> **WORK TO COMPLETE**
Give all of the data again with every "child's" switched to "kid's" and everything else unchanged. Leave the pictures out of your answer.
++++ MATERIALS PROVIDED
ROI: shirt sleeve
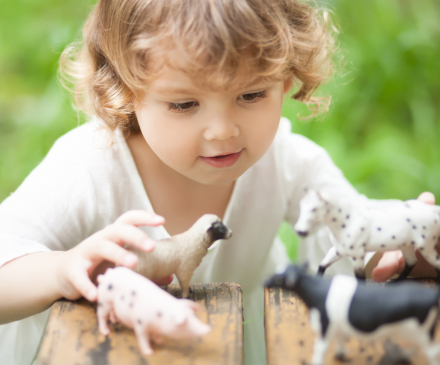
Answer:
[0,136,97,267]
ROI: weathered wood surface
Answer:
[264,280,440,365]
[37,283,243,365]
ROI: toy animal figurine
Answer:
[265,265,440,365]
[294,189,440,279]
[97,267,211,355]
[127,214,232,298]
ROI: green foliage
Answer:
[282,0,440,258]
[0,0,440,258]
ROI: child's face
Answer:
[136,67,290,184]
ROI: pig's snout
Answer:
[208,221,232,241]
[296,231,309,237]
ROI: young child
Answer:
[0,0,434,365]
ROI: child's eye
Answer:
[168,101,199,113]
[239,90,267,103]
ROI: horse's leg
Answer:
[318,246,341,275]
[397,246,417,280]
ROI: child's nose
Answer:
[203,116,240,141]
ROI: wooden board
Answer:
[264,280,440,365]
[36,283,243,365]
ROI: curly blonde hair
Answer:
[60,0,335,132]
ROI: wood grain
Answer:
[264,280,440,365]
[36,283,243,365]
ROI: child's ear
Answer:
[284,78,292,94]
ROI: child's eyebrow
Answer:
[149,86,195,94]
[149,78,272,95]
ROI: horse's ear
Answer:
[316,190,329,202]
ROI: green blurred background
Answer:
[0,0,440,259]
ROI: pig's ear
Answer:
[180,299,205,311]
[173,311,187,326]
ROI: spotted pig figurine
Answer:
[295,189,440,279]
[97,267,211,355]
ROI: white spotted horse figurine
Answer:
[295,189,440,279]
[265,265,440,365]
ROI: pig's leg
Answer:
[134,319,153,355]
[175,268,194,298]
[96,302,112,336]
[109,308,118,323]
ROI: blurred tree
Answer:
[0,0,440,258]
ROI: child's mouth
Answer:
[200,150,243,168]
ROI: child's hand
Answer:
[372,192,437,281]
[56,210,172,301]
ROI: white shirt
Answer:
[0,118,360,365]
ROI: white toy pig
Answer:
[97,267,211,355]
[126,214,232,298]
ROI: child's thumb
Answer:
[371,251,404,281]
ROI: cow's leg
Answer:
[311,337,328,365]
[411,328,440,365]
[335,336,347,361]
[318,246,341,275]
[397,246,417,280]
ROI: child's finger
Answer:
[151,274,174,286]
[371,251,405,281]
[115,210,165,227]
[71,268,98,302]
[88,240,138,268]
[101,224,155,252]
[417,191,435,204]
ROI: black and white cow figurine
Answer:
[265,265,440,365]
[295,189,440,279]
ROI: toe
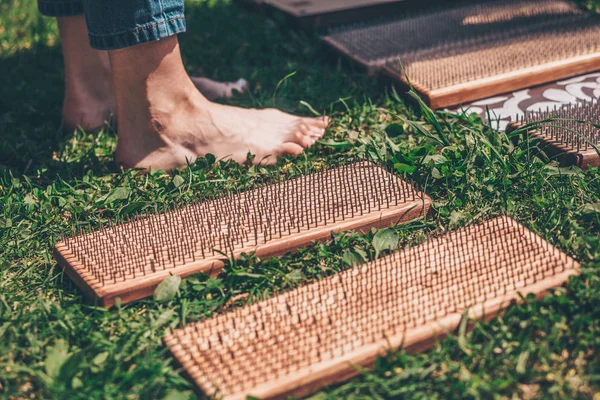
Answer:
[303,116,331,129]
++++++++
> **ANSWER TO THIS EXERCISE**
ROI: shirt sleeve
Answer:
[0,136,97,267]
ROI: weathered wood surface
Answer:
[264,280,440,365]
[37,283,243,365]
ROI: toy animal figurine
Answer:
[265,265,440,365]
[294,189,440,279]
[97,267,211,355]
[127,214,232,298]
ROI: green foliage
Answer:
[282,0,440,258]
[0,0,440,258]
ROI: kid's face
Answer:
[136,67,290,184]
ROI: pig's snout
Answer:
[208,221,232,241]
[296,231,309,237]
ROI: young child
Answer:
[0,0,434,365]
ROI: kid's eye
Answer:
[168,101,199,113]
[239,90,267,103]
ROI: horse's leg
Answer:
[318,246,341,275]
[397,246,417,280]
ROI: kid's nose
Answer:
[203,116,240,141]
ROI: wooden board
Answer:
[264,280,440,365]
[36,283,243,365]
ROI: curly blonde hair
Answer:
[60,0,335,132]
ROI: wood grain
Answer:
[264,280,440,365]
[36,283,243,365]
ROI: kid's ear
Answer:
[284,78,292,94]
ROI: kid's eyebrow
Answer:
[149,86,195,94]
[149,78,272,95]
ROI: horse's ear
Answer:
[316,190,329,202]
ROI: green blurred background
Answer:
[0,0,440,259]
ROI: pig's ear
Answer:
[180,299,205,311]
[173,311,187,326]
ROI: spotted pig figurine
Answer:
[295,189,440,279]
[97,267,211,355]
ROI: white spotted horse figurine
Answer:
[295,189,440,279]
[265,265,440,365]
ROI: pig's leg
Answer:
[134,319,153,355]
[175,268,194,298]
[96,302,112,336]
[109,308,118,323]
ROI: blurred tree
Answer:
[0,0,440,258]
ROI: kid's mouth
Answer:
[200,150,243,168]
ROI: kid's hand
Answer:
[372,192,437,281]
[56,210,172,301]
ROI: white shirt
Answer:
[0,118,360,365]
ROI: white toy pig
Answer:
[97,267,211,355]
[126,214,232,298]
ROI: kid's thumb
Answer:
[371,251,404,281]
ROI: cow's leg
Answer:
[311,337,328,365]
[411,328,440,365]
[335,336,347,361]
[318,246,341,275]
[397,246,417,280]
ROI: kid's finger
Answer:
[151,274,174,286]
[371,251,405,281]
[115,210,165,227]
[71,268,98,302]
[88,240,138,268]
[101,224,155,252]
[417,191,435,204]
ROI: black and white cow figurine
Answer:
[265,265,440,365]
[295,189,440,279]
ROI: toe
Answer:
[303,116,331,129]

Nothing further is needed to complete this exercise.